Exercise description: Write out the entire forum excerpt on build systems below word for word.

Excerpt to read:
^^^^
Autotools, CMake, and "compile and see" are all artifacts of a highly diverse unix ecosystem. Tools like it are the price we pay for heterogeneity. Flexing to accomodate so many subtly different platforms is a big part of what brought things like GNU and llvm to promenence, so it's not a good idea to dismiss it as a bad thing.
> it remains the norm regardless. Both CMake and Autotools use this approach
Yes, it is the norm (in certain circles, but not others). No, it doesn't have to be that way. CMake and Autotools are both genuinely awful. The world would be a better place if Bazel/Buck2/similar were the norm.
I find it extraordinarily bizarre how defensive Linux people get when I say "the status quo is actually bad, but it doesn't have to be!".
> there's half a century of code out there written in languages without that, and explicit feature testing will be with us as long as that code is.
I think you radically overestimate how difficult of a problem this is. It doesn't have to be this way. I promise you!
^^^^
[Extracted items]

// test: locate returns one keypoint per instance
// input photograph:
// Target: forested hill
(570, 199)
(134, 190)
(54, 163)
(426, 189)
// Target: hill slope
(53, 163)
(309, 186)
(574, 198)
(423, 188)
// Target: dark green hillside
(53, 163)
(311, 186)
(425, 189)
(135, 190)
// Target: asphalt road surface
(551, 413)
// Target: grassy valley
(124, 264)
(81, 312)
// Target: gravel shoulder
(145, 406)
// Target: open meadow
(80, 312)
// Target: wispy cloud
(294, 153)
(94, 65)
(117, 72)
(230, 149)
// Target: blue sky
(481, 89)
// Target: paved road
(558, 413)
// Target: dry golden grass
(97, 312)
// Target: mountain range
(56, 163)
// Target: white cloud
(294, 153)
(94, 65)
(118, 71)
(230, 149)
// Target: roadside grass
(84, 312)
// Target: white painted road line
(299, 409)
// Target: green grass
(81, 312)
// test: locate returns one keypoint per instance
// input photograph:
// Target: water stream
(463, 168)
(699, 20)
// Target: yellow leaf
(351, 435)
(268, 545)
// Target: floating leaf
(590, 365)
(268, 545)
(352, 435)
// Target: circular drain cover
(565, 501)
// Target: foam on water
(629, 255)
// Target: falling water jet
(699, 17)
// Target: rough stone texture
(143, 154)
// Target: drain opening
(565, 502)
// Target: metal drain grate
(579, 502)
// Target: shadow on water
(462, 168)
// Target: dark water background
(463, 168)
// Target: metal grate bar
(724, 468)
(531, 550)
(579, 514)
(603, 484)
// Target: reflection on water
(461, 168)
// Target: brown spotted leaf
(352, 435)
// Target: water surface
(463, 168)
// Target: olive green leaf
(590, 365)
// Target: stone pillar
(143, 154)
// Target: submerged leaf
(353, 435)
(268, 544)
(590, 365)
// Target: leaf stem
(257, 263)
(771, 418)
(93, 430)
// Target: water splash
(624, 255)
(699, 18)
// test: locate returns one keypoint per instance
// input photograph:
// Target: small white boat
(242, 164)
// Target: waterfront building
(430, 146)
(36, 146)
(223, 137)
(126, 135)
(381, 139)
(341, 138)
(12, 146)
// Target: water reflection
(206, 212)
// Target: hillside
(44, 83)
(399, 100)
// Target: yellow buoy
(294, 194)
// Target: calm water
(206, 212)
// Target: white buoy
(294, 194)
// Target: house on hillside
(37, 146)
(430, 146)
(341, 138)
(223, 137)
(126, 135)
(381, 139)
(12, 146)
^^^^
Answer:
Autotools, CMake, and "compile and see" are all artifacts of a highly diverse unix ecosystem. Tools like it are the price we pay for heterogeneity. Flexing to accomodate so many subtly different platforms is a big part of what brought things like GNU and llvm to promenence, so it's not a good idea to dismiss it as a bad thing.
> it remains the norm regardless. Both CMake and Autotools use this approach
Yes, it is the norm (in certain circles, but not others). No, it doesn't have to be that way. CMake and Autotools are both genuinely awful. The world would be a better place if Bazel/Buck2/similar were the norm.
I find it extraordinarily bizarre how defensive Linux people get when I say "the status quo is actually bad, but it doesn't have to be!".
> there's half a century of code out there written in languages without that, and explicit feature testing will be with us as long as that code is.
I think you radically overestimate how difficult of a problem this is. It doesn't have to be this way. I promise you!